Problem to solve: When the line with "the white ramekin" is found, repeat it and all lines that follow it exactly, stopping at the end of the listing.

Data for this task:
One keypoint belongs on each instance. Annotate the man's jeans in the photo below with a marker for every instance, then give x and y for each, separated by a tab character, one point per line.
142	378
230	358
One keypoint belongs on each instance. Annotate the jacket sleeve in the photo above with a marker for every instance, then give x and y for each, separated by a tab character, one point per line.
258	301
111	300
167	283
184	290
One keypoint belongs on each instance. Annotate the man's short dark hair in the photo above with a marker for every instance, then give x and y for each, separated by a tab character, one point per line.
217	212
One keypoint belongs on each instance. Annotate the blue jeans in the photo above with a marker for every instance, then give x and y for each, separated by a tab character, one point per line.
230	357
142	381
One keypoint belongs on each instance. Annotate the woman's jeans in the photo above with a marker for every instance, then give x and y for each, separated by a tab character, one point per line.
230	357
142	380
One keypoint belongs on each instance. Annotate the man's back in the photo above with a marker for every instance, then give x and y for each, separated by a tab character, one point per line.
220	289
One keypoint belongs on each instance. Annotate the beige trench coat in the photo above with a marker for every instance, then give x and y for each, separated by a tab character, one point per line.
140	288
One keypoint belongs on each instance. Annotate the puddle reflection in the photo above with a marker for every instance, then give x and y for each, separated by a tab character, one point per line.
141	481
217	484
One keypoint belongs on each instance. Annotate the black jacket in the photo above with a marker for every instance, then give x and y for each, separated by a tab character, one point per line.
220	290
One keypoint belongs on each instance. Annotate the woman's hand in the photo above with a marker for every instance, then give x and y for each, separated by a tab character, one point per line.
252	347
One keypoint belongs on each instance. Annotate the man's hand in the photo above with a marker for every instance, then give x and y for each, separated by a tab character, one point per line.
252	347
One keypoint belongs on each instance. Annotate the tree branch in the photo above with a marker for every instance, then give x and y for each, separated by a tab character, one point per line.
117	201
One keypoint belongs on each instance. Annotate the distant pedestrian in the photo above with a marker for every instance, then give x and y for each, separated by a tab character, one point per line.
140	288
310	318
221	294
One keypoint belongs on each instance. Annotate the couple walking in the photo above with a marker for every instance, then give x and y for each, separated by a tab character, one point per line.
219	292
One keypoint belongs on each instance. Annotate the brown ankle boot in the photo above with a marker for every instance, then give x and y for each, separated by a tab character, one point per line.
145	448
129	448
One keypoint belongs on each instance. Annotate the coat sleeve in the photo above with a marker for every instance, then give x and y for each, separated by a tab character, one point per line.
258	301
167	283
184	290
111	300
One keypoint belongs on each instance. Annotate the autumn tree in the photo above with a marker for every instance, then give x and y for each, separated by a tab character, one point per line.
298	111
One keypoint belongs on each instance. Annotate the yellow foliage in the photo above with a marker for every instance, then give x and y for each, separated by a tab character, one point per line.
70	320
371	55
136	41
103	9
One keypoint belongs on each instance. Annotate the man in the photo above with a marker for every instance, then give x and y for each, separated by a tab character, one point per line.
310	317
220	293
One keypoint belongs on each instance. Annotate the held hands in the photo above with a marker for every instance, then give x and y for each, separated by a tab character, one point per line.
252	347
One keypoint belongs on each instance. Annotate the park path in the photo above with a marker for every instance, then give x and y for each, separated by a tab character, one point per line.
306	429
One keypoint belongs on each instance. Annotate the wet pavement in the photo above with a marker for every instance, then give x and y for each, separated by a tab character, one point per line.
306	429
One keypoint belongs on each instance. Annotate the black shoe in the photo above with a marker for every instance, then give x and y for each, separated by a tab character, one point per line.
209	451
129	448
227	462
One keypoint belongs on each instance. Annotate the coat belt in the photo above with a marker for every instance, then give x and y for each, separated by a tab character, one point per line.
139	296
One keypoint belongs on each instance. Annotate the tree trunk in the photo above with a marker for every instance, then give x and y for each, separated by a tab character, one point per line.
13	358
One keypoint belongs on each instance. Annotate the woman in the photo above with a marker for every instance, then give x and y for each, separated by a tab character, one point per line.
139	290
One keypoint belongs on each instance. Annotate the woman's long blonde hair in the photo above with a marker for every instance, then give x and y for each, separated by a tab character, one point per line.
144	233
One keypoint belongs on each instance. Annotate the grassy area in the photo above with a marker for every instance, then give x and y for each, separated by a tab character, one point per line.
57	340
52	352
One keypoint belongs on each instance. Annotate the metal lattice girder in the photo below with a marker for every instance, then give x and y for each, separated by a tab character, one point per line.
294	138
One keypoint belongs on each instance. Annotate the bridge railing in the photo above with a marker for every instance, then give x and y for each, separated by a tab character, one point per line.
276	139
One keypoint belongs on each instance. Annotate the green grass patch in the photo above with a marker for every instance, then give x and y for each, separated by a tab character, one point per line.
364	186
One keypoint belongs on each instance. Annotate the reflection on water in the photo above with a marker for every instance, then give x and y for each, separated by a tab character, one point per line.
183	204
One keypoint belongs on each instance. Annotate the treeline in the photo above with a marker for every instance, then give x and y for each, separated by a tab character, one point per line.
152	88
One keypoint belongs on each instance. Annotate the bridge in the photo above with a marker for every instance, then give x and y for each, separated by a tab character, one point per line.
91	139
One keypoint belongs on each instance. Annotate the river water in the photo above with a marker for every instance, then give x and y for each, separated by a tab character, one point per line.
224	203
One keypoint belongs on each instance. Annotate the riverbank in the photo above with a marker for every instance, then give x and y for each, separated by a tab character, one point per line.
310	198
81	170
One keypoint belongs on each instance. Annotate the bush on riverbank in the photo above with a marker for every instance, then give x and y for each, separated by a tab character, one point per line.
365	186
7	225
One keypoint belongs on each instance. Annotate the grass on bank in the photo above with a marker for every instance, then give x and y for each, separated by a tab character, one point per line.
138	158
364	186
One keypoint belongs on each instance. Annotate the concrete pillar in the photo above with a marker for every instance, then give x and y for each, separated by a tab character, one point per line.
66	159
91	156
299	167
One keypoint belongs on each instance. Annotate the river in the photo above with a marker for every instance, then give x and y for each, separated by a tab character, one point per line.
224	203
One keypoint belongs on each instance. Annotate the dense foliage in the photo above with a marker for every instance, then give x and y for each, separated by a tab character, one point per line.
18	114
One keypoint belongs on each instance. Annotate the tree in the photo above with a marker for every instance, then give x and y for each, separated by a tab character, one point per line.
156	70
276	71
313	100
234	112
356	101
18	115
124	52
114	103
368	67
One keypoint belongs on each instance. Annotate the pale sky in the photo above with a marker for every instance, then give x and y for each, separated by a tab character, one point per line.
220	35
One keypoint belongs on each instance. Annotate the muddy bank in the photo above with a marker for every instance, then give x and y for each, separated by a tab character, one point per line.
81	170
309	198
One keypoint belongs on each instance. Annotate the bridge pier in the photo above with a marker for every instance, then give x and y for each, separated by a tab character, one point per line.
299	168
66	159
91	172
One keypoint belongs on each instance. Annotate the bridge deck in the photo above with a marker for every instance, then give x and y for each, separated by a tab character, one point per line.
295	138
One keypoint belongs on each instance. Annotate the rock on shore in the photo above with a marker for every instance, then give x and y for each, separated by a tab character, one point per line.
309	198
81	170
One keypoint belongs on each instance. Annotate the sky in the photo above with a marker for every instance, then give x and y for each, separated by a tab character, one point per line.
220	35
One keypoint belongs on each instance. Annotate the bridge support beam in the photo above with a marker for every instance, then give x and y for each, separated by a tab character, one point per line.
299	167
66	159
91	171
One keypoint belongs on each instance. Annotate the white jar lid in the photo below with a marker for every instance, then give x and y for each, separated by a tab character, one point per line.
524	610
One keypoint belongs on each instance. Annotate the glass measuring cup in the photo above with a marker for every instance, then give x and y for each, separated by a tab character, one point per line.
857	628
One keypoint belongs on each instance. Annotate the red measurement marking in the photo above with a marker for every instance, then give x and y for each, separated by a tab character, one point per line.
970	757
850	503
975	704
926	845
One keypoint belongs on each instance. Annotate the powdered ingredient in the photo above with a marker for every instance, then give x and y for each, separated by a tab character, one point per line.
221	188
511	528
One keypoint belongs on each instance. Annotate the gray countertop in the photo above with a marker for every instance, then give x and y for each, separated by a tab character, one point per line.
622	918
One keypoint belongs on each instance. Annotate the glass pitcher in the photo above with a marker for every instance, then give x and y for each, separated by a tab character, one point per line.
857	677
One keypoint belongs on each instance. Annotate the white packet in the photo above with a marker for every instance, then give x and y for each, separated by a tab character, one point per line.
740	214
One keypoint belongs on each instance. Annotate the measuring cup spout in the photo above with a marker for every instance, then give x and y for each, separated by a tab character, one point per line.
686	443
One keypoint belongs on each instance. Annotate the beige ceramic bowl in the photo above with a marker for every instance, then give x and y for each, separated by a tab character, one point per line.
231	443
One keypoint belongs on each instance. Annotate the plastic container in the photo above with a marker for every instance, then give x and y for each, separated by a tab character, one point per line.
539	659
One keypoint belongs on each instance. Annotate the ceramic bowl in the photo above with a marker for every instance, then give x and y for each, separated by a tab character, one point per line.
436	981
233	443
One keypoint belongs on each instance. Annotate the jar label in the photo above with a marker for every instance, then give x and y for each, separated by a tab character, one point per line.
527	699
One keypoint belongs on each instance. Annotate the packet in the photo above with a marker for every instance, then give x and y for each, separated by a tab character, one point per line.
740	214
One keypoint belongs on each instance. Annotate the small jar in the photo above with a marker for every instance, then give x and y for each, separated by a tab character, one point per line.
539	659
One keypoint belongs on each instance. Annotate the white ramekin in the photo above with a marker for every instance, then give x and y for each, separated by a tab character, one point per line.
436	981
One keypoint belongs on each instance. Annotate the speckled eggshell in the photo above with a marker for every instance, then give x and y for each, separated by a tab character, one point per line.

Result:
One keypoint belongs on each instance. Annotate the white ramekin in the photo above with a marker for every instance, then give x and y for each, separated by a tab character, one point per line.
436	981
One keypoint belongs on each instance. Annotate the speckled eggshell in the photo above with a marker for every instance, then give x and y for each, separated by a tab character, one point per line.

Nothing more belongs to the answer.